- Task directions
Answer these questions using the interview with Josef Zissels below.
1. Which city hosted the Meridian Czernowitz festival?
2. What was the title of Zissels's presentation?
3. According to Zissels, who in an empire can grant rights to a minority or revoke them?

- Provided text
We will have to live in wartime conditions until Russia disintegrates and democratic states emerge on our borders — Josef Zissels

How is our identity changing during the full-scale war with Russia, and how is this identity changing in Ukraine's ethnic communities?

Chernivtsi recently hosted the annual festival Meridian Czernowitz, whose co-founder and constant guest is Josef Zissels, a Ukrainian civic activist, former dissident, and member of the Ukrainian-Jewish movement. He is also the executive co-president of the VAAD of Ukraine and executive vice-president of the Congress of Ethnic Communities of Ukraine.  

In today's episode of the Encounters program about Ukrainian-Jewish relations, we spoke with Mr. Zissels about the main topic of the festival: the ethnic communities of Ukraine during Russia's aggression. 

The identity of minority populations after the creation of independent states

Yelyzaveta Tsarehradska: What are your impressions of what you heard? What questions were asked? What were the responses? What was the festival like in general, and what are your impressions of it?

Josef Zissels: This is an annual festival, and I am pleased that it has not skipped a year — either during the COVID epidemic or now during the ongoing war. There were many foreign participants, which underscores the poetry community's interest in poetry and friendliness toward Ukraine. People were not afraid to come, thus expressing solidarity with Ukraine in its fight against Russian aggression.

My presentation was entitled "The Ethnic Communities of Ukraine against the Backdrop of Russian Aggression." I was interested not so much in the specific manifestations of activity on the part of ethnic communities — although I did devote some time to this — as in some systematic things. I focused on how the identity of minority populations generally develops after the creation of independent states. This is precisely what I tried to convey to the audience.

There were questions that touched more on the view of aggression but none about specific minorities, as far as I recall. Most people are generally interested in what they are living amidst now — war. They tried to obtain some answers about this from me, which had little — well, perhaps a little — to do with the behavior of ethnic communities.

Yelyzaveta Tsarehradska: You are saying that ethnic communities were prepared for this war and that they have, in fact, been very active throughout these past 30 years. Tell us about this. What do you mean by this preparedness?

Josef Zissels: What is generally meant is the genesis of ethnic communities in the context of empire and how their identity evolves in these conditions. Communities always orient themselves toward the leadership of the empire, i.e., toward the metropole. Because in an empire, only its leadership — emperor, tsar, general secretary, or president — can grant rights to a minority or revoke them. I talked about how identity was constructed in the Russian Empire and how it came into conflict between the leadership of a community and the youth of the community, which lived amongst its friends and people they loved. And when some kind of anti-imperial movement began, then the young people from the minorities also took part in these anti-imperial manifestations. In other words, there was no identical behavior in the context of the empire. The same was true for the Soviet Union, which was also an empire.

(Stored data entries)
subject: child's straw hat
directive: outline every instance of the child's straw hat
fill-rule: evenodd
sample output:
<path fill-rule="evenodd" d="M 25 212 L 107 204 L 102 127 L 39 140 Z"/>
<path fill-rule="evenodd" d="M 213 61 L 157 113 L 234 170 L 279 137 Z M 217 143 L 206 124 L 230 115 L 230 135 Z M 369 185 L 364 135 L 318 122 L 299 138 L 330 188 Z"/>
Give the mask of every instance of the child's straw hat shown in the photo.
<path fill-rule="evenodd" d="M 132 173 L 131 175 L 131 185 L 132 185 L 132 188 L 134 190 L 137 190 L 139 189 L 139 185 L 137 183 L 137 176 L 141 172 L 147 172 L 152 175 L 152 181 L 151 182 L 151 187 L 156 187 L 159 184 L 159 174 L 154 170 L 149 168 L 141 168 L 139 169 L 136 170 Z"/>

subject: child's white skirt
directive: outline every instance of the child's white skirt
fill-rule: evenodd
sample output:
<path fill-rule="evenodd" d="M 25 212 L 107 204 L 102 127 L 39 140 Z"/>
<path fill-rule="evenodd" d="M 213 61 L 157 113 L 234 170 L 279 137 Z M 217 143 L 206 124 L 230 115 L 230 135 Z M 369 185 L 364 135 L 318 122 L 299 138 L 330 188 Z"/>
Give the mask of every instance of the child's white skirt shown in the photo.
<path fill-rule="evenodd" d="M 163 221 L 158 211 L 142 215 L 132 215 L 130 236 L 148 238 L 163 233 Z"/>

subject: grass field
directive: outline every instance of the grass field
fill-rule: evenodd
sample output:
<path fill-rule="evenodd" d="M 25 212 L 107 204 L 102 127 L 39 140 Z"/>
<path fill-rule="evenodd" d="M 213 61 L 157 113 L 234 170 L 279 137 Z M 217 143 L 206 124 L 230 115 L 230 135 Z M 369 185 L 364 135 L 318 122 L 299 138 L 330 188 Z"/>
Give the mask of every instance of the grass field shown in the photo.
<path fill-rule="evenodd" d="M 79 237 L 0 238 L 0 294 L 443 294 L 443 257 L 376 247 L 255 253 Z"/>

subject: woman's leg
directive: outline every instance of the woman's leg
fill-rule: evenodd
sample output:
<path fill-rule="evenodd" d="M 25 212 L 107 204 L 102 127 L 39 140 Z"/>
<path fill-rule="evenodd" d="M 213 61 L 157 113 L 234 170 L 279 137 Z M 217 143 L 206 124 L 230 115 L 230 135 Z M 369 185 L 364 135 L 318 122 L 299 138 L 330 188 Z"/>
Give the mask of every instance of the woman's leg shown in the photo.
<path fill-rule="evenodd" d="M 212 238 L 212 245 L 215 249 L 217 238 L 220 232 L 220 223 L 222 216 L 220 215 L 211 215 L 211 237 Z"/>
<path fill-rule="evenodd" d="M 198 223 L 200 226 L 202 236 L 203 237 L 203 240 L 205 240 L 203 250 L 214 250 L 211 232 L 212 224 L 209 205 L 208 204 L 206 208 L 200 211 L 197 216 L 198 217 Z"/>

- Solved problem
1. Chernivtsi.
2. "The Ethnic Communities of Ukraine against the Backdrop of Russian Aggression."
3. Only its leadership: the emperor, tsar, general secretary, or president.